Task inputs:
---

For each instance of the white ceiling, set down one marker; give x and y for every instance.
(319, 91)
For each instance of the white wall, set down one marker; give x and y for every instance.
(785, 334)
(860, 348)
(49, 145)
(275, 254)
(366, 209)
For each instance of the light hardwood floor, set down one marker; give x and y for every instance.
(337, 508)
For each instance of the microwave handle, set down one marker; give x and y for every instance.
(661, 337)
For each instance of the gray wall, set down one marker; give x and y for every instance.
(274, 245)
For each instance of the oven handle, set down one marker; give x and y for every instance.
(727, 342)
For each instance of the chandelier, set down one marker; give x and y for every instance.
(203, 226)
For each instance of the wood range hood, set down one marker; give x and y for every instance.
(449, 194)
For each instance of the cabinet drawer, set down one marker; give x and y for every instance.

---

In the records above, find the line containing "For each instance of the chandelier, set" and print it and every later line exactly, through the last one.

For each instance of the chandelier, set down one marker; give x and y for every instance.
(203, 226)
For each instance of the wood range hood, set down one marker; give x and y for every instance.
(449, 194)
For each instance of the cabinet drawer, set down one marker; give x and y for every instance.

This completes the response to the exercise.